===== Dataset excerpts
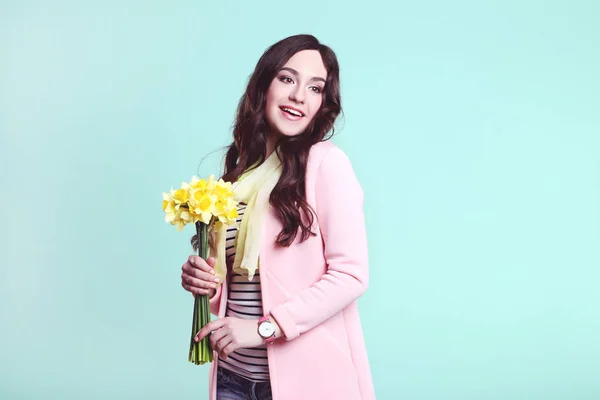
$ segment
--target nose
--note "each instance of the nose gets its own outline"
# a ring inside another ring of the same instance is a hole
[[[290,92],[290,100],[295,101],[297,103],[304,104],[304,88],[300,85],[295,85],[292,91]]]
==========
**Description of the task:**
Return the material exactly as written, except for any pictures it holds.

**Result below:**
$ segment
--target nose
--note "each instance of the nose gets its own outline"
# a ring inside another ring of the same instance is a hole
[[[290,92],[290,100],[295,101],[297,103],[304,104],[304,88],[300,85],[295,85],[292,91]]]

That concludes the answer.